#### Provided information
____

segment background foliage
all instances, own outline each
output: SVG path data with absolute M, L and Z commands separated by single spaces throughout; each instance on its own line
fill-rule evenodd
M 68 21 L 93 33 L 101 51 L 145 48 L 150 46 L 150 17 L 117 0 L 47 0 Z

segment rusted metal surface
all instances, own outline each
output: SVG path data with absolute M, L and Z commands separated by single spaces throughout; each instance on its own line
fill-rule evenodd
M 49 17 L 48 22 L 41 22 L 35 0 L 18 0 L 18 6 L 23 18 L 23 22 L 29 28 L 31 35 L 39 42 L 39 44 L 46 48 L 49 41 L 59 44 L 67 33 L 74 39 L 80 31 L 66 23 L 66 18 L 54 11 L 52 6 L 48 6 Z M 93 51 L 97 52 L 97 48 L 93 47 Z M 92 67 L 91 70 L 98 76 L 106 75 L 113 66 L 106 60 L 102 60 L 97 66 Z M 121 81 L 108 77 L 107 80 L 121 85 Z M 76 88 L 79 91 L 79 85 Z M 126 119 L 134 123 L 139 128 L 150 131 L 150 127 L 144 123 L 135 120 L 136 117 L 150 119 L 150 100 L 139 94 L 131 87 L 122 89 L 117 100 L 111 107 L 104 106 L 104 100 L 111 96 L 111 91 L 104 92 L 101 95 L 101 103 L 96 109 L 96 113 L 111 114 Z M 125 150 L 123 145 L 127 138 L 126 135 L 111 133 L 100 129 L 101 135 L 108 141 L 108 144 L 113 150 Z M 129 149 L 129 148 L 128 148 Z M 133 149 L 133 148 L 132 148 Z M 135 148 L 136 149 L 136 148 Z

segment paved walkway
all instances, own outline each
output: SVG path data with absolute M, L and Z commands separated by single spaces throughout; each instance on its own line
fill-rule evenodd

____

#### Problem to work on
Please pull out the lines of the records starting at the line containing "segment paved walkway" and ending at the final line of the records, both included, and reproduce them word for word.

#### The solution
segment paved walkway
all instances, own outline each
output: SVG path data with absolute M, L and Z commands separated by single spaces throughout; each instance on its own line
fill-rule evenodd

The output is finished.